### WHAT TO PRODUCE
How many lines in the listing below include the word "flower"? Reply with the count alone.

### RECORDS PROVIDED

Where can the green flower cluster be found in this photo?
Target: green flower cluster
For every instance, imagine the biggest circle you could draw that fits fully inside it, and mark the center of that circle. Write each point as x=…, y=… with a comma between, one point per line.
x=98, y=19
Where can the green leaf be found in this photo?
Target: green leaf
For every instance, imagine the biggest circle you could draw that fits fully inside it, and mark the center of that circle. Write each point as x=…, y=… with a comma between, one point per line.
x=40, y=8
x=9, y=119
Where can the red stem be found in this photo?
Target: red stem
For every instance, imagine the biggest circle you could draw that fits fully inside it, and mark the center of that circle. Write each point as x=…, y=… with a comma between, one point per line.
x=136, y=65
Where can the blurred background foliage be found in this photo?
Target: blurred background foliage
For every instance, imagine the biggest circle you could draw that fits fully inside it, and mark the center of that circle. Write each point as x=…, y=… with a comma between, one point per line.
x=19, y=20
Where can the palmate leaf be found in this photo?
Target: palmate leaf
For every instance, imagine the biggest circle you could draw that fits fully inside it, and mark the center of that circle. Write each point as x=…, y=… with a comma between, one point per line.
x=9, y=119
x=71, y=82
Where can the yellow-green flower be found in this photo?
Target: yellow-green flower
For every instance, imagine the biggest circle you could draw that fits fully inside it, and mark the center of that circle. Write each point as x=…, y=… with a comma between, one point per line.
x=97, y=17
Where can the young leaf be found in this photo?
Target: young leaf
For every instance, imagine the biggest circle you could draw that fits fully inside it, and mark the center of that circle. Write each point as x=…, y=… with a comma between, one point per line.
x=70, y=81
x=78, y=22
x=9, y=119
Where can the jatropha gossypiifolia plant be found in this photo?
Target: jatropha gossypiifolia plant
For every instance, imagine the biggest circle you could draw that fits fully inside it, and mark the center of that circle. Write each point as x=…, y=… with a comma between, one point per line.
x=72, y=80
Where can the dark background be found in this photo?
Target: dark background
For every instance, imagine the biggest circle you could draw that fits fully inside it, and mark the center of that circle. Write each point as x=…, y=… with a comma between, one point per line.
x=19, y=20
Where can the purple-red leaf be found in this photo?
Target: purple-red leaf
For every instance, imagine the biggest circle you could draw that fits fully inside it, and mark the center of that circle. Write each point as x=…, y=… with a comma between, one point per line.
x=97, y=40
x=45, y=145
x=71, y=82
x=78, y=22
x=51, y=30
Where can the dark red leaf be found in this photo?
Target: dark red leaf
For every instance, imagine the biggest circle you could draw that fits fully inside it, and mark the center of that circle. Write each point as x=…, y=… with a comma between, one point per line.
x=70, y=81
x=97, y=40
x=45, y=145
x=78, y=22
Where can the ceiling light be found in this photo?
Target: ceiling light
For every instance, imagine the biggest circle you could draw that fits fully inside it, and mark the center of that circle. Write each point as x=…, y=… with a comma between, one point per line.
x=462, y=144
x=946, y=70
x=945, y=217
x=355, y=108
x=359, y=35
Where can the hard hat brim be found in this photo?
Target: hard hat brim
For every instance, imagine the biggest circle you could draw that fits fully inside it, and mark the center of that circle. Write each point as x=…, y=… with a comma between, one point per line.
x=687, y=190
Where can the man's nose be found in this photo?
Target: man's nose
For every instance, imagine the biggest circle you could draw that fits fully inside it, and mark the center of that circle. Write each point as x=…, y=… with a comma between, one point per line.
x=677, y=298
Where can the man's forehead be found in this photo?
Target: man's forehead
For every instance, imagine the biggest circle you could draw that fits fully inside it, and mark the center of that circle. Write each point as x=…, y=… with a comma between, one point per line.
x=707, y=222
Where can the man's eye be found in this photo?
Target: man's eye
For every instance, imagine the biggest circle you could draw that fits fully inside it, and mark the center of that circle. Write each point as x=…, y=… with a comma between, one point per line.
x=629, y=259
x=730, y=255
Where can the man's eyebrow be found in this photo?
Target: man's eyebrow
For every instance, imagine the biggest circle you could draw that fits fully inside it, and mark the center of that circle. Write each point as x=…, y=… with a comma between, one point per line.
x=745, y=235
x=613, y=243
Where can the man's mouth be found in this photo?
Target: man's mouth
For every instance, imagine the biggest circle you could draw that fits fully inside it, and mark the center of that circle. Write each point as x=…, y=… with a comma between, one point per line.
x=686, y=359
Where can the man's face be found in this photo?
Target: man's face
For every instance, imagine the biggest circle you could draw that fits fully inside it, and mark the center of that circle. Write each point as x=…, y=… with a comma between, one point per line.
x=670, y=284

### SOLUTION TO THIS EXERCISE
4